= Exercise description =
Please list every line of the data below that contains the word "window", copying each line in full.

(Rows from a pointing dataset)
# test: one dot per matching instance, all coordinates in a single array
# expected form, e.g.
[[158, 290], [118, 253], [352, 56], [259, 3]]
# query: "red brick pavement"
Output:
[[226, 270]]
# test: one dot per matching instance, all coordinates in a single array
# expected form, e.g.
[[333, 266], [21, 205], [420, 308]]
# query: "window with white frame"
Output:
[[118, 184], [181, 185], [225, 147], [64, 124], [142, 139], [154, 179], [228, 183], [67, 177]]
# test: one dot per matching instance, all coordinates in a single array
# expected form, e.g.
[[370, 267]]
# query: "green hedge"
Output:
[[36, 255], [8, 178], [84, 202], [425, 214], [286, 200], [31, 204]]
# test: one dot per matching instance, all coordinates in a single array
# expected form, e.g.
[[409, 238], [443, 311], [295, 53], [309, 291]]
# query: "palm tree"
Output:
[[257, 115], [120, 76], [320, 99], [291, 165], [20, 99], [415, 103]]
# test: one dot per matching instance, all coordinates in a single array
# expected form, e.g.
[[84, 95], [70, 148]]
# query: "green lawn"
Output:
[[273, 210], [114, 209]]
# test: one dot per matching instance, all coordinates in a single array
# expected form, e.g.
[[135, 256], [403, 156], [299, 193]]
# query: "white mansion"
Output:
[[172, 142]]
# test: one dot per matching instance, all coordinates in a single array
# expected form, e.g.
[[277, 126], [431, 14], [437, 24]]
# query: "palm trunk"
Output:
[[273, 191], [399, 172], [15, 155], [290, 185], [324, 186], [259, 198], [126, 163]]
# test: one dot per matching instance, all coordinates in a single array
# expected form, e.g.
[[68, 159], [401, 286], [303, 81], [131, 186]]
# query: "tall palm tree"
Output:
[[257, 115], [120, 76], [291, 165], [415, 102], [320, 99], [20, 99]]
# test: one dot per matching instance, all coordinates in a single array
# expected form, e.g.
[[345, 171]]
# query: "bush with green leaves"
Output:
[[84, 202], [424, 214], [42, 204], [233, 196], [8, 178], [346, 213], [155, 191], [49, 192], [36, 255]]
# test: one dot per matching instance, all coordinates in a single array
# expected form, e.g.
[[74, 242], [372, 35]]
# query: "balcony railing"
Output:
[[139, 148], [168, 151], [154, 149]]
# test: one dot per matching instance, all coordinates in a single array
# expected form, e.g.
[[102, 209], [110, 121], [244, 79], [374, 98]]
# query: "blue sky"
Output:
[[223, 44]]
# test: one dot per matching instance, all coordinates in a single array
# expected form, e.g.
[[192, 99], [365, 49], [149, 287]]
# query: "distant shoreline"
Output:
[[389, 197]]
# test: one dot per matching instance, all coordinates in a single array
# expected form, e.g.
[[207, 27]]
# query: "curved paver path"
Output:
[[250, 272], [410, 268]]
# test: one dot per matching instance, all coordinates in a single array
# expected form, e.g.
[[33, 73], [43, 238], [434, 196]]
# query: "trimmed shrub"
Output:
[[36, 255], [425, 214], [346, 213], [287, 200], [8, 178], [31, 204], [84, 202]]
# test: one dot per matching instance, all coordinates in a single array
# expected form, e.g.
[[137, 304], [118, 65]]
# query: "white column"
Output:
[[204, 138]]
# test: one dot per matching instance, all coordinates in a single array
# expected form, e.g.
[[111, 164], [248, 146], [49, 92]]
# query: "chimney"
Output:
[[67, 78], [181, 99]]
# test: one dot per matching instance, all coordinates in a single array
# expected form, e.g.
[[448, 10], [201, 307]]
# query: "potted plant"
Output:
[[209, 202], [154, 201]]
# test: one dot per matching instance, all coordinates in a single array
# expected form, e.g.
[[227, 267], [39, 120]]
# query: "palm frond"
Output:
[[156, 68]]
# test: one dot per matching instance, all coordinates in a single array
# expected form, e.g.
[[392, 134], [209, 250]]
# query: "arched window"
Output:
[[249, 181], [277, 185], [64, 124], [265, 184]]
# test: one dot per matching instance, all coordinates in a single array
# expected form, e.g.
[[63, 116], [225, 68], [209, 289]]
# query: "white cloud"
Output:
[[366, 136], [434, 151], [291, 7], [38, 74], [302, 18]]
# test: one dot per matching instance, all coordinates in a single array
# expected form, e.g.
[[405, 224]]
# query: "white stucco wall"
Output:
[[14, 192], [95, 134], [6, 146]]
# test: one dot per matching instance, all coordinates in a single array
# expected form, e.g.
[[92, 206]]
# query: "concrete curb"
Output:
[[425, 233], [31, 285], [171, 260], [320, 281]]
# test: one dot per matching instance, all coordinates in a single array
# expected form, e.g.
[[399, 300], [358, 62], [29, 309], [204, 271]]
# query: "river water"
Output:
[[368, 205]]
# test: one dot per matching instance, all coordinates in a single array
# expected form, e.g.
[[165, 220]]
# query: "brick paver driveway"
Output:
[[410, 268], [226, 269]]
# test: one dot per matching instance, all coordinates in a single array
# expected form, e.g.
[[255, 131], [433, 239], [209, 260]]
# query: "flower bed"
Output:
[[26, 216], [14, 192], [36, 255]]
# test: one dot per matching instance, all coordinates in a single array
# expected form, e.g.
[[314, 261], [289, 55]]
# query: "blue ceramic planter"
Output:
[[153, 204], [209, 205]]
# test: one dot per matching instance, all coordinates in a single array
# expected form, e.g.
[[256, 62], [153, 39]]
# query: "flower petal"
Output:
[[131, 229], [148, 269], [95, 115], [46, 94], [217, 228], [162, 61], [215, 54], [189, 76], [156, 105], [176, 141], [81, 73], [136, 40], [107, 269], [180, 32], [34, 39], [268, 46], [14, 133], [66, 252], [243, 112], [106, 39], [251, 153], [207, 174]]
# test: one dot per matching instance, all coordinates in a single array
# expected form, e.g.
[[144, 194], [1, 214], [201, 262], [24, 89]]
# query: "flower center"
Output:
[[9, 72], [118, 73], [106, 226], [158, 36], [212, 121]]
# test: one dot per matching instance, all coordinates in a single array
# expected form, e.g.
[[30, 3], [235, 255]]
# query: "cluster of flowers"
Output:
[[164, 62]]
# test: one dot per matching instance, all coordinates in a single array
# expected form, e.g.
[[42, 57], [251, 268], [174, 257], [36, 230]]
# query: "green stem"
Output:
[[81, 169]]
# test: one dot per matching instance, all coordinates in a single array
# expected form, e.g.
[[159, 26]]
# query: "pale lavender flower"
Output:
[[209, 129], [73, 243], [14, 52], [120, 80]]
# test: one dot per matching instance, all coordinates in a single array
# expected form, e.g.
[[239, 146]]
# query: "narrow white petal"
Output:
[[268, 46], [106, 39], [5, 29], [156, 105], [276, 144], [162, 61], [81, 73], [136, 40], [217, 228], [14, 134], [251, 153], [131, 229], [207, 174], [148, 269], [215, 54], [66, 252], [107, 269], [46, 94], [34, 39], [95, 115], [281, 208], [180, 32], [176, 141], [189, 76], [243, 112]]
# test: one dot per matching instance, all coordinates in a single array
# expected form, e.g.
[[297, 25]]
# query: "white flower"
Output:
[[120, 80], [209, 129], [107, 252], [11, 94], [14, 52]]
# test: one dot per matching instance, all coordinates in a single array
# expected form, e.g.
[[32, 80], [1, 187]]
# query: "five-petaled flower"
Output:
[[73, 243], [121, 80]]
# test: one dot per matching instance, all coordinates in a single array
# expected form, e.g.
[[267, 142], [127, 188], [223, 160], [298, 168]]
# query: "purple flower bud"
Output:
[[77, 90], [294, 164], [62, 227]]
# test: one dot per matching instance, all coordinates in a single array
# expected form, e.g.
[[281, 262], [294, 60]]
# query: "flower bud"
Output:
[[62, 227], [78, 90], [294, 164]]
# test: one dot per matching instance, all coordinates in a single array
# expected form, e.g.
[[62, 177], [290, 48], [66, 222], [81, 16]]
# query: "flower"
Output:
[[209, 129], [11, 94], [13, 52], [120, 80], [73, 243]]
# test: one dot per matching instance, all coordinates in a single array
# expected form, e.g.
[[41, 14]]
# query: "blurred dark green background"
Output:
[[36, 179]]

= Solution to the exercise =
# query: "window with white frame"
# query: "arched window"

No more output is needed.